• _EXTRACTED DATA_
:::

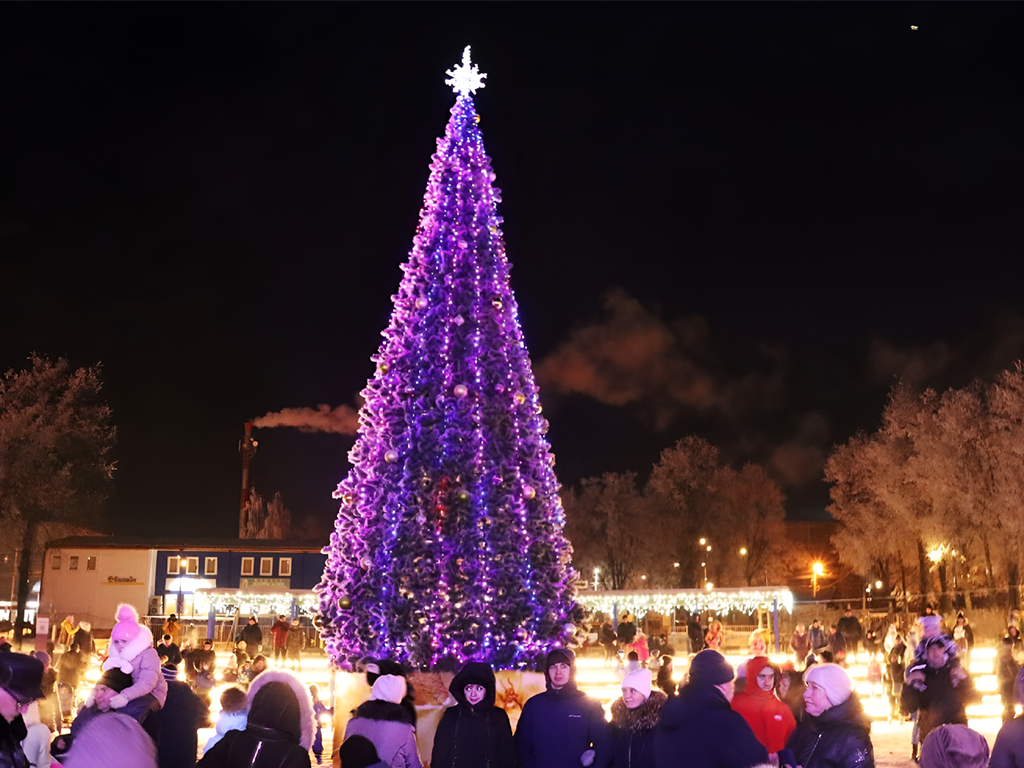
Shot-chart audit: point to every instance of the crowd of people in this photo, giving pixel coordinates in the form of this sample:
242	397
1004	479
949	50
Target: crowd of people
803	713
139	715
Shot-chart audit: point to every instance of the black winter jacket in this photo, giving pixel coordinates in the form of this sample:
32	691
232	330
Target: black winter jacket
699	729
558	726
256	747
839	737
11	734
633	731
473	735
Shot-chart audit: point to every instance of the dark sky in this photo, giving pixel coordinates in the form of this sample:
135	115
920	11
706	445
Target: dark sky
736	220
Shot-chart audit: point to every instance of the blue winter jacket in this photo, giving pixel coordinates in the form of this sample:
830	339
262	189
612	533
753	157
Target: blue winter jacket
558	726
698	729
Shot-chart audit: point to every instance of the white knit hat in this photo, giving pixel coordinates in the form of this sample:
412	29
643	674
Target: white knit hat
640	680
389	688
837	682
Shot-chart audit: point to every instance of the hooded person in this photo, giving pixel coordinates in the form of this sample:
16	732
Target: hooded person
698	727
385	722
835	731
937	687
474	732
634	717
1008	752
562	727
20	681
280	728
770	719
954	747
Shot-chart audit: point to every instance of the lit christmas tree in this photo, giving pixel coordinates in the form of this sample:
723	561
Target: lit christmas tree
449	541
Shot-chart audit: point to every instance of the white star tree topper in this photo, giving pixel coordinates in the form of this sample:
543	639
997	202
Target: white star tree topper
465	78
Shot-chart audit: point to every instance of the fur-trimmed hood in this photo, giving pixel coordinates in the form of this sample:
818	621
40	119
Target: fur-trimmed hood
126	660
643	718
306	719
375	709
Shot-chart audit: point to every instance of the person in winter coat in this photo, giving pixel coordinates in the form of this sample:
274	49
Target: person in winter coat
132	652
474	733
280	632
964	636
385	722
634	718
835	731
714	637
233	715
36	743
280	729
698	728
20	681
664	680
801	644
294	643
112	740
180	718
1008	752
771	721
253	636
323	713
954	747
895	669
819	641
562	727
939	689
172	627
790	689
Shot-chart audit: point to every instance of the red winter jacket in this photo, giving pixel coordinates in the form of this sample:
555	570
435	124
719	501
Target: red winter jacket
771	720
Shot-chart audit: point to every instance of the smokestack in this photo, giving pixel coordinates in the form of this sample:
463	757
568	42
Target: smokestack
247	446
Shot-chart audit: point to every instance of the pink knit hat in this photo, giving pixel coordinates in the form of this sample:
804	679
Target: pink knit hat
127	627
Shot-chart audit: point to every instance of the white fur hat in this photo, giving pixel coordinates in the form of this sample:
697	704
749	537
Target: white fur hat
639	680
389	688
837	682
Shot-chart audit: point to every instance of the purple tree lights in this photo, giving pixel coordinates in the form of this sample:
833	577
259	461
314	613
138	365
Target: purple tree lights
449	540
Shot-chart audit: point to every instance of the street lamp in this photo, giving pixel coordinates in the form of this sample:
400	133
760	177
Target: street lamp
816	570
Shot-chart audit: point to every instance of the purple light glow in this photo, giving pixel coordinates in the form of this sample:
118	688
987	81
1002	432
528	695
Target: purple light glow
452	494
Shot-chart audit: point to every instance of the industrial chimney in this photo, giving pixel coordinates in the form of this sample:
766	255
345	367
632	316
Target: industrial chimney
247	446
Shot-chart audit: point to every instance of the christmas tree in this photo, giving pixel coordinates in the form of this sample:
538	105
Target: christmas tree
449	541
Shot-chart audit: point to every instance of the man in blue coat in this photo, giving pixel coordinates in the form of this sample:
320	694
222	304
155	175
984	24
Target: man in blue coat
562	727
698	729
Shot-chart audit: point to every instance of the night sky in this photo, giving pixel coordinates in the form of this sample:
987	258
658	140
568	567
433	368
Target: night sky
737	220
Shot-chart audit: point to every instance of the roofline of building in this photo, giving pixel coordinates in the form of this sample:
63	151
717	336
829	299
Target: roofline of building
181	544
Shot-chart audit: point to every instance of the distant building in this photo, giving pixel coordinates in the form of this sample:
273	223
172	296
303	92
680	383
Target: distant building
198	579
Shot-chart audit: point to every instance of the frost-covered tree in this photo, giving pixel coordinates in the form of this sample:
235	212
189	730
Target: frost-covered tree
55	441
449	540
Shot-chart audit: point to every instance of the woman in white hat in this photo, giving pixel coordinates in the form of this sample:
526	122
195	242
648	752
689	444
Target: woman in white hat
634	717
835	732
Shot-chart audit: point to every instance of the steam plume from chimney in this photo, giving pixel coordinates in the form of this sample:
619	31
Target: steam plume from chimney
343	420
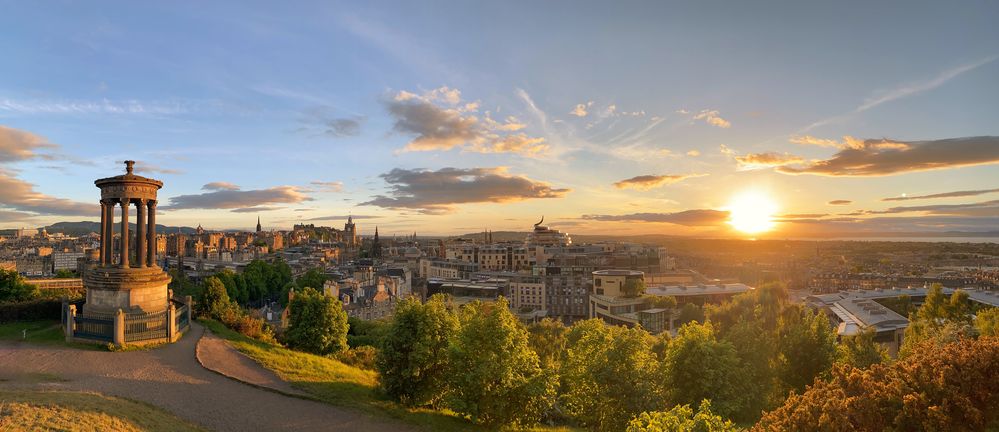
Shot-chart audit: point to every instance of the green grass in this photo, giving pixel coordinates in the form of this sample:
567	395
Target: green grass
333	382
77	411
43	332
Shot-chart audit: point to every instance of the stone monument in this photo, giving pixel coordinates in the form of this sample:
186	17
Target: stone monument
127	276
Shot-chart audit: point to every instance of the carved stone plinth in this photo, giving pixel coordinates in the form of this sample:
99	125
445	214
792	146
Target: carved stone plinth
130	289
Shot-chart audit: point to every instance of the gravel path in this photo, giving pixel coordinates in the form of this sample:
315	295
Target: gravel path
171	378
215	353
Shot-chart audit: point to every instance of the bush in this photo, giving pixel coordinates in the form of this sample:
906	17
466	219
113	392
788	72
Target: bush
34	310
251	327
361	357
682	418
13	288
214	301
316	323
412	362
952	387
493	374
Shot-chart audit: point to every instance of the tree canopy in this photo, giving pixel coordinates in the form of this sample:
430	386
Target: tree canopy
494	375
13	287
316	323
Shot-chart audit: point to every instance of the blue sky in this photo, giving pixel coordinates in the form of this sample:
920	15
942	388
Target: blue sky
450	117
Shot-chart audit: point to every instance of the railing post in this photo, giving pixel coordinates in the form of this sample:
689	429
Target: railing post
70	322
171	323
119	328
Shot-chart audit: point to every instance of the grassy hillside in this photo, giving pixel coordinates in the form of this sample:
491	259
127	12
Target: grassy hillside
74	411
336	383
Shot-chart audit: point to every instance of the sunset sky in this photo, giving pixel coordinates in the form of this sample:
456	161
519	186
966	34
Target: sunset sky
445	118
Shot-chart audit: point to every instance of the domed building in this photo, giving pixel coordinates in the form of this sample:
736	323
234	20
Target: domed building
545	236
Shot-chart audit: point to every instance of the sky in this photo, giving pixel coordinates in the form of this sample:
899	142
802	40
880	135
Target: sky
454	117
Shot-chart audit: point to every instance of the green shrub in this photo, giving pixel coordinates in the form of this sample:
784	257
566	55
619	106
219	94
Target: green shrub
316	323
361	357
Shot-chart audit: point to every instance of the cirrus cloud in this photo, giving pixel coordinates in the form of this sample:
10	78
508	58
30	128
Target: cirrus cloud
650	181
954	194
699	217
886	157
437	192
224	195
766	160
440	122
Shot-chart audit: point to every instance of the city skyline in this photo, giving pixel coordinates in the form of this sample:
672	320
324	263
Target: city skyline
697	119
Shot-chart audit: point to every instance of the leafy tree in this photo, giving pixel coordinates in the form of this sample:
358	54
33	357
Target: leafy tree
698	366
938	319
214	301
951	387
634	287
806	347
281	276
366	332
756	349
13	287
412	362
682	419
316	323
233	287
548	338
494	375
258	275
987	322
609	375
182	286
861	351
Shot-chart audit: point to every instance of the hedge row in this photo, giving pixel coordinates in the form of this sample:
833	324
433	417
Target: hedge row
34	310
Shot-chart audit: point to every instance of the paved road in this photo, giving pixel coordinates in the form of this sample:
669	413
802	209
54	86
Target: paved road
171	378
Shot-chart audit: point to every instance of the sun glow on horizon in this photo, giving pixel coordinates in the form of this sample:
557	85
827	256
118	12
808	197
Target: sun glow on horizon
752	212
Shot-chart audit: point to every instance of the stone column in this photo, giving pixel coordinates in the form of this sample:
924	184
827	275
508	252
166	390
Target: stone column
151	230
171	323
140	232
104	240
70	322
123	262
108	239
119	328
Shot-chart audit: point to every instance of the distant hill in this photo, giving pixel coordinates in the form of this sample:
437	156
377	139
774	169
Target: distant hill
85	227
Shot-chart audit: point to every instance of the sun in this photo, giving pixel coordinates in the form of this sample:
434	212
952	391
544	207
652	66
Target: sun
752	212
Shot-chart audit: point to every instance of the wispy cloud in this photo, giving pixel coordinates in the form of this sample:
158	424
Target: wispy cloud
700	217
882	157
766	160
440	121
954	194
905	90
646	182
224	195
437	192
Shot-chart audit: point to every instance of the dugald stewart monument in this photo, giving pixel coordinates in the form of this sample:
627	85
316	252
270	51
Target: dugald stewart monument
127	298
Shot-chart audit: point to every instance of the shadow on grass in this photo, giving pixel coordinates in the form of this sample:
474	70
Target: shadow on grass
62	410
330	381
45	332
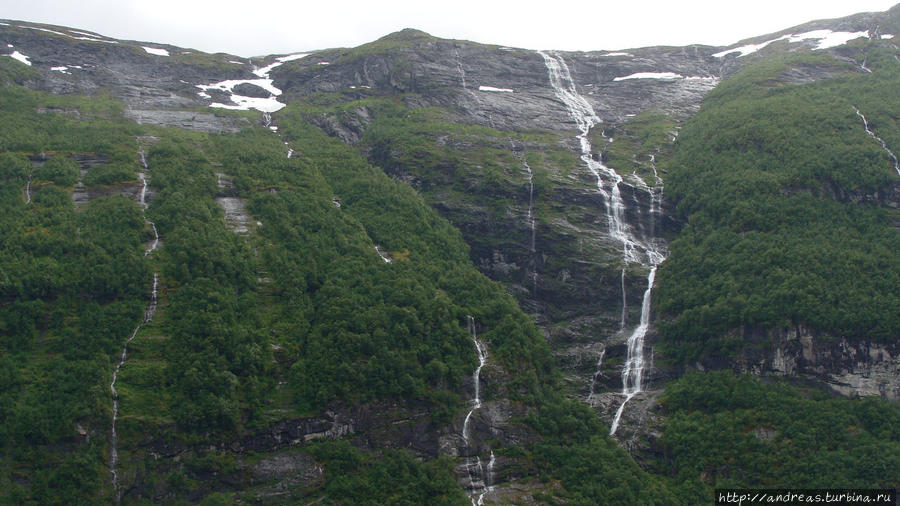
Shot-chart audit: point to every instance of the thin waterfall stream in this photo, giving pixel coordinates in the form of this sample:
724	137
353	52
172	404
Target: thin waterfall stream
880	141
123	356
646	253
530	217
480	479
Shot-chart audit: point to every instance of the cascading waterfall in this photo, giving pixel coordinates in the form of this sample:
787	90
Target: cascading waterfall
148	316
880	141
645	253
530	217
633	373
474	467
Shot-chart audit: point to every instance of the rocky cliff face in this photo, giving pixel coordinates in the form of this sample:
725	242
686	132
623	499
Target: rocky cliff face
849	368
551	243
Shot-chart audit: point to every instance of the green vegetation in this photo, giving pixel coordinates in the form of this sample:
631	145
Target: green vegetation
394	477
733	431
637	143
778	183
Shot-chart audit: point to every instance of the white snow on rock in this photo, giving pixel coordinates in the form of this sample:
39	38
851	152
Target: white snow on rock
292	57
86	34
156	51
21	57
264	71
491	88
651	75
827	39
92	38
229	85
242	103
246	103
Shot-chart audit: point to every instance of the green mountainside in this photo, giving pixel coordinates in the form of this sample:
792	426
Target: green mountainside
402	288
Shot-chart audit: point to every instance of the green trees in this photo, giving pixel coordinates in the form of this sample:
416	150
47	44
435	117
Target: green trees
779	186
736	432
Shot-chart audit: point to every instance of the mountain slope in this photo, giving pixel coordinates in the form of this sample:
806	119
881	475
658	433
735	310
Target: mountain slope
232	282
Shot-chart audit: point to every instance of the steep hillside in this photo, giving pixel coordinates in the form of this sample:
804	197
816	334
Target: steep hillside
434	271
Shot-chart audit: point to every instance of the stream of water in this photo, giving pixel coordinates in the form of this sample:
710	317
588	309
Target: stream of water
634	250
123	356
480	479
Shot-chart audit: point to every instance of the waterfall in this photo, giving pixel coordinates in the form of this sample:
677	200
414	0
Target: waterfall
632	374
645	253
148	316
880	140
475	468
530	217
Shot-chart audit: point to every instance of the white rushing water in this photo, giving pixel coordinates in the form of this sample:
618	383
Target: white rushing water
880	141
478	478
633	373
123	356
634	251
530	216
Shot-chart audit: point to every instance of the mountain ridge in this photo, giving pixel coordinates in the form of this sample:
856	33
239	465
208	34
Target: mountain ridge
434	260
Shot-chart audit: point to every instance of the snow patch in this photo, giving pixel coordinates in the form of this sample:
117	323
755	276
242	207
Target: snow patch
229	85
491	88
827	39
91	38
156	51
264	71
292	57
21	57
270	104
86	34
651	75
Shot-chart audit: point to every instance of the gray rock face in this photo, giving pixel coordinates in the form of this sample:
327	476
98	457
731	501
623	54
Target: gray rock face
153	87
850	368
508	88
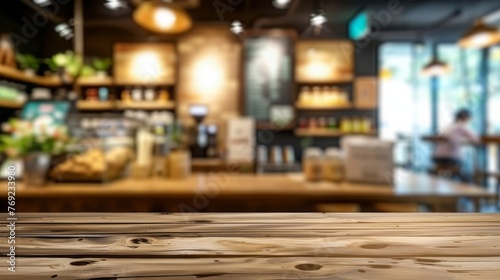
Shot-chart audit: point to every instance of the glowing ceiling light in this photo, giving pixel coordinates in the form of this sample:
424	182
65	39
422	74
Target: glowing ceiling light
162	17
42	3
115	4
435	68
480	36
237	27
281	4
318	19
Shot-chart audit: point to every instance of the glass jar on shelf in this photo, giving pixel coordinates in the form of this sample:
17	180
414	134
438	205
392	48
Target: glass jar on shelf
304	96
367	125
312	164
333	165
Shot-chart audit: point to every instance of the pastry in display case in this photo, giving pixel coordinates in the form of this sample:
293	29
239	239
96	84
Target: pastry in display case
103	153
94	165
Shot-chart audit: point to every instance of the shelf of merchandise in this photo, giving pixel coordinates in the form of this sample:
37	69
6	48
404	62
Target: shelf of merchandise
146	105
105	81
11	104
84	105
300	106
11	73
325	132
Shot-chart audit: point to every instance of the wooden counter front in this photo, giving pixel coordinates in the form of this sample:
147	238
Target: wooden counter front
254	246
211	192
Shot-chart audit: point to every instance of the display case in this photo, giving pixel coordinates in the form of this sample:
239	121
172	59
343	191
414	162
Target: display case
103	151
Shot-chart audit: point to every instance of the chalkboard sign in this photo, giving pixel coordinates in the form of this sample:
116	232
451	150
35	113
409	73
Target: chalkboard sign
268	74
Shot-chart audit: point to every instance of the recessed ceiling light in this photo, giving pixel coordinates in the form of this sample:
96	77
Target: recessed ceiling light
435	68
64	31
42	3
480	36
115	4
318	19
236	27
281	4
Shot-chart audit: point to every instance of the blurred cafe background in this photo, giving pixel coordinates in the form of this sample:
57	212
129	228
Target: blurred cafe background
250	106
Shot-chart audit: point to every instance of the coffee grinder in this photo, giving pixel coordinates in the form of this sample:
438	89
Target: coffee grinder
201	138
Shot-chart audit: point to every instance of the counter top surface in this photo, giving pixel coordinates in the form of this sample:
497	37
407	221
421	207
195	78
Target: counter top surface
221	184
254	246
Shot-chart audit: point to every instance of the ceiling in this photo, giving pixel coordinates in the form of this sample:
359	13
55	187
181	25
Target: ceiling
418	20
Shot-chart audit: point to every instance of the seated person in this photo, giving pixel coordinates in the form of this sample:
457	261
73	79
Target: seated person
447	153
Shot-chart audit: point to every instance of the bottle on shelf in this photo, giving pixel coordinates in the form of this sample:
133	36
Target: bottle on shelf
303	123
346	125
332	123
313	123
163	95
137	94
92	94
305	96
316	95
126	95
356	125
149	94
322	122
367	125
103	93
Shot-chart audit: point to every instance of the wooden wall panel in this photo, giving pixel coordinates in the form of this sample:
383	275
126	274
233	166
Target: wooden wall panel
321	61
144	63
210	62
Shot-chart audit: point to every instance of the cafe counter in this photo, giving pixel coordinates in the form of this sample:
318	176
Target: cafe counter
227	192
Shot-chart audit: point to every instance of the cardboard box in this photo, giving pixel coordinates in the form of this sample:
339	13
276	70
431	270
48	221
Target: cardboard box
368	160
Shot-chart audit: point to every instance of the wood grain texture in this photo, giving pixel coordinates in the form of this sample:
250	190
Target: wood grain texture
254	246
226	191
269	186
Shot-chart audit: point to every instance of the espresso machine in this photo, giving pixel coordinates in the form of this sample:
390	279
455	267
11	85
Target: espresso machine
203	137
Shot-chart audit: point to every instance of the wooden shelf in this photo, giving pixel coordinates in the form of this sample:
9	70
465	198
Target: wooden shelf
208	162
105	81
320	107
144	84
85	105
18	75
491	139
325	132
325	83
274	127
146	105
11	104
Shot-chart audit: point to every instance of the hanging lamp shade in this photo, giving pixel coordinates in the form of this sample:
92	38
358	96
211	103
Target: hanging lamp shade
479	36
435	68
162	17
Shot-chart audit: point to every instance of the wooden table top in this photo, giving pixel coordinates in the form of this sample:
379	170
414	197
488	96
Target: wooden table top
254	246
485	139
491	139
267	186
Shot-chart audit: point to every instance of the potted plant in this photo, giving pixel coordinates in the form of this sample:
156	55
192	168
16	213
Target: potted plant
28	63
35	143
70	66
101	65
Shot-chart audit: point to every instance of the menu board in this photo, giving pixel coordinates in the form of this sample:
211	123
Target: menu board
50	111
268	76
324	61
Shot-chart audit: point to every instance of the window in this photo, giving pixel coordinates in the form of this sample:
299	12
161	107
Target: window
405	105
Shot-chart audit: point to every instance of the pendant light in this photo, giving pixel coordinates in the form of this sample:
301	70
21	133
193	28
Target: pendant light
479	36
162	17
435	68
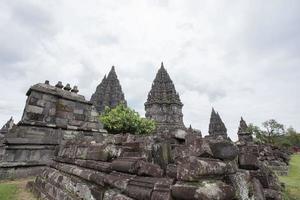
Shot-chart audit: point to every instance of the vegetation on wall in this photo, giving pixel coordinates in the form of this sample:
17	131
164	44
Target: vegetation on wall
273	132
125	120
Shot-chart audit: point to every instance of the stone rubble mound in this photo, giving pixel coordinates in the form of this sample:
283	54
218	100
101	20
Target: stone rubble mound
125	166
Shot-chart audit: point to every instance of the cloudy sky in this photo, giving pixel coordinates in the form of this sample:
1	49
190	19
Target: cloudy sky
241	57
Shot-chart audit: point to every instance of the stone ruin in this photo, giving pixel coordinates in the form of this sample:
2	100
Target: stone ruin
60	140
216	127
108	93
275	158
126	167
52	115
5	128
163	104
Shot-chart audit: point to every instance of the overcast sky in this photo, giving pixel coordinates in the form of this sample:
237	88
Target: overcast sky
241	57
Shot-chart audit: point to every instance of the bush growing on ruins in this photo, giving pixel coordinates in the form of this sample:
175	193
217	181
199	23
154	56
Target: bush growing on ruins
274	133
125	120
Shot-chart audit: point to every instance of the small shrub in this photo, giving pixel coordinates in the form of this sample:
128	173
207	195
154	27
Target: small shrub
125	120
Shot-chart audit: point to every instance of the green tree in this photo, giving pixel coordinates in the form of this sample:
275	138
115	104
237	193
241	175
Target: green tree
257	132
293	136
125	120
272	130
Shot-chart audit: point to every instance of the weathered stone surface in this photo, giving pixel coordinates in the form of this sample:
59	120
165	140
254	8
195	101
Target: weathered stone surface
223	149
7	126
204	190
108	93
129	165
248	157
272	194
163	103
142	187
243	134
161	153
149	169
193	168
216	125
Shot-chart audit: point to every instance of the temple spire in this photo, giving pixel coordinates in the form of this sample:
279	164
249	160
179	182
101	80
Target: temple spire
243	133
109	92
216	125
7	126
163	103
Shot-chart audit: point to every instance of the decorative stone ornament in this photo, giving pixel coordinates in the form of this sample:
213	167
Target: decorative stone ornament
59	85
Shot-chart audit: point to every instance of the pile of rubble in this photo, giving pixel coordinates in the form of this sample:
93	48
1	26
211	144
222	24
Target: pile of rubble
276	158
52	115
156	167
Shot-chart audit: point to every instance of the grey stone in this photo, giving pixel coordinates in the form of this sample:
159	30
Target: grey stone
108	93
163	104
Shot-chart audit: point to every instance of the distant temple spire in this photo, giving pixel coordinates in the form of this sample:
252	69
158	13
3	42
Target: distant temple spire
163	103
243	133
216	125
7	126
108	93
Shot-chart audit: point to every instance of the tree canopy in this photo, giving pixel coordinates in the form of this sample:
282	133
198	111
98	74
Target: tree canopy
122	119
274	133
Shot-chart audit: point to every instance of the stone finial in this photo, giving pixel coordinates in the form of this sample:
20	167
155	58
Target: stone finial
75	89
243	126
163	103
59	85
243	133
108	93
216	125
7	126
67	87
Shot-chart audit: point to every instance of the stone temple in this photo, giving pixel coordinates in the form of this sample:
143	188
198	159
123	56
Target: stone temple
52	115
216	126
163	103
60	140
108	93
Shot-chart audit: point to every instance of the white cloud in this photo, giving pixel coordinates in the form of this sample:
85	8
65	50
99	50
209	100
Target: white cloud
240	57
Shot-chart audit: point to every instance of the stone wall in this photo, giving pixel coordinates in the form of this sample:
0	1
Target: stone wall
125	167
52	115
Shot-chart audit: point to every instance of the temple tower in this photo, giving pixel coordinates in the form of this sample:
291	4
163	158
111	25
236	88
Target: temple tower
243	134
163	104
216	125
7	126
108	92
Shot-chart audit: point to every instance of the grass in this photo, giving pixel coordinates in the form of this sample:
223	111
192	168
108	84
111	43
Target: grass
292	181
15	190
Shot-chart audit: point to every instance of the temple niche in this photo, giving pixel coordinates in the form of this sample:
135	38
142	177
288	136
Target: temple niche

:::

• _SET EXERCISE_
Reproduce exactly the lines from the one containing "Shot-chart audit: point to every instance of the white cloud" through the last line of the records above, including both, and nothing else.

• _OUTPUT OF THE EXERCISE_
Shot-chart audit: point to every instance of the white cloud in this photo, giving pixel coordinates in the form of this sample:
85	8
65	50
99	50
209	100
Target: white cloud
240	57
Shot-chart audit: point to every instance of the stone wall in this photo, giving pixel coordinates in the form of this sample:
0	1
Target: stone wall
125	167
52	115
Shot-chart audit: point to every instance of the temple tower in this photo, giving pixel coordinates in the form of this sample:
291	4
163	158
111	25
236	88
Target: temple tower
243	134
163	104
216	125
7	126
108	92
Shot-chart audit: point to every instance of the grass in this photo, giving pixel coordinates in the form of this sample:
223	111
192	168
108	84
111	43
Target: grass
292	181
15	190
Shot-chart audit: point to every instance of the temple niche in this photo, giving pixel coordinates in the form of this sample:
135	38
142	177
288	136
Target: temple niche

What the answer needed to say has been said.